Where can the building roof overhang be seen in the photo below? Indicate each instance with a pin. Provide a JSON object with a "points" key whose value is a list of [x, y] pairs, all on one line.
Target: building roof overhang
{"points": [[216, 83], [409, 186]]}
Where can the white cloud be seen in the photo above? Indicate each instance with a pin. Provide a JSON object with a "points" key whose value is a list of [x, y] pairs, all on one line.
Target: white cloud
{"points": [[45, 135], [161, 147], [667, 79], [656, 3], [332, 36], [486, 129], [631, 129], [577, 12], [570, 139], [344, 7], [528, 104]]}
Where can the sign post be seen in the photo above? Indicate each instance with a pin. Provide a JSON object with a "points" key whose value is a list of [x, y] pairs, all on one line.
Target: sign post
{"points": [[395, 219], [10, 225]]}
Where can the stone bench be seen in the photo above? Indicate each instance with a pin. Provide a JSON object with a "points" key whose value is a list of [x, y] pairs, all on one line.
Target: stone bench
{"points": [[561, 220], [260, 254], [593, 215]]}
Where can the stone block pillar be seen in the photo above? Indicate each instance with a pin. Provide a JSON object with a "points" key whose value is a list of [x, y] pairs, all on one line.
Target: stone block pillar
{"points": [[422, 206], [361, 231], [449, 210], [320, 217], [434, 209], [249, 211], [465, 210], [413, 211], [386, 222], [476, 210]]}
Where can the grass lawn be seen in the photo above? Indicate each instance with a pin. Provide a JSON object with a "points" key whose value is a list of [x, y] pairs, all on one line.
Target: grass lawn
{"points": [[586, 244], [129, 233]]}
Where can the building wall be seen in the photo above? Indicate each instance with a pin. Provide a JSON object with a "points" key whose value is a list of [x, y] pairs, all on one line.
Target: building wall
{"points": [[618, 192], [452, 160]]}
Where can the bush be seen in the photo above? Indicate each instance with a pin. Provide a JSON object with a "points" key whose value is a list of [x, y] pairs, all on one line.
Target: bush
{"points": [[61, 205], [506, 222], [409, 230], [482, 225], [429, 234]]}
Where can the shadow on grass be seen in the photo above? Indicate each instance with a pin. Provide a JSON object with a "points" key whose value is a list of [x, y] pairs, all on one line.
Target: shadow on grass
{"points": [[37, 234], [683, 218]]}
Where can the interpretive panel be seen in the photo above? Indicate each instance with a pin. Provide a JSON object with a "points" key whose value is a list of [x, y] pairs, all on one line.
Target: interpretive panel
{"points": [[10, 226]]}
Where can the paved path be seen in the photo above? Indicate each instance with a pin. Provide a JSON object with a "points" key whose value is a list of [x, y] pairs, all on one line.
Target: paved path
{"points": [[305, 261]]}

= = = = =

Extract the complete set of records unchanged.

Where can the building roof overhang be seen in the photo below? Indicate each instance with a pin. Provide a JSON object with a "points" key whose value is a list of [x, y] pairs, all on one line.
Target: building roof overhang
{"points": [[216, 83], [409, 186]]}
Where can the white cloud be seen in the photo above? Indicate each instance with a pin. Provide a JSON object with a "points" key whose value is a list of [x, y] pairs, all on one line.
Target: white cloud
{"points": [[45, 135], [161, 147], [667, 79], [656, 3], [332, 36], [486, 129], [631, 129], [577, 12], [570, 139], [344, 7], [528, 104]]}
Where can the sign post be seen in the photo above? Indicate each instance with a pin. Provide a JSON object with a "points" key whose value is a list of [x, y] pairs, all on one line.
Target: sign post
{"points": [[395, 219], [10, 225]]}
Where can the stone bench be seen in the photo above? Indicate each instance with a pin. Provide a JSON object with a "points" key whose value is a list of [x, y] pairs, all on one line.
Target: stone bench
{"points": [[561, 220], [260, 254], [593, 215]]}
Where can the stone block pillar be seen in the photo above? Indicate each instance with a pin. Provide a JSON object with a "points" key whose value is a list of [x, y] pairs, all on one line.
Target: stone block pillar
{"points": [[422, 206], [361, 231], [449, 210], [320, 217], [434, 209], [249, 211], [465, 210], [413, 211], [386, 222], [476, 210]]}
Where can the grass lawn be seen in the photo above? Indicate each instance with a pin. Provide a JSON object with a "points" key whose value is a list of [x, y] pairs, all on one line.
Target: grass lawn
{"points": [[586, 244], [129, 233]]}
Where can the building wall be seen in the photo above? Indicate each instance with a pin. Provide a JSON object with a "points" key whose value is a list of [x, y] pairs, all on one line.
Target: building wall
{"points": [[618, 192], [452, 160]]}
Where can the bush be seen in the photo above? Indicate each instance with a pin. Provide a JSON object with a "points" key whose value is a list of [x, y] pairs, all on one line.
Target: bush
{"points": [[61, 205], [506, 222], [409, 230], [482, 225], [429, 234]]}
Where can the shadow on grass be seen in the photo above? Indicate each instance with a pin. Provide a JSON object with a "points" key whose value is a list of [x, y] pairs, all on one line.
Target: shadow on grass
{"points": [[37, 234], [683, 218]]}
Where can the interpretive panel be seen in the photo above? Indicate each instance with a pin. Provide a JSON object with a "points" key whose value is a list of [x, y] pairs, all on one line.
Target: interpretive panel
{"points": [[10, 226]]}
Where can the paved path be seen in the photo above? Indicate each instance with a pin. Provide a JSON object with a "points" key whose value is a list of [x, y] pairs, all on one line.
Target: paved path
{"points": [[305, 261]]}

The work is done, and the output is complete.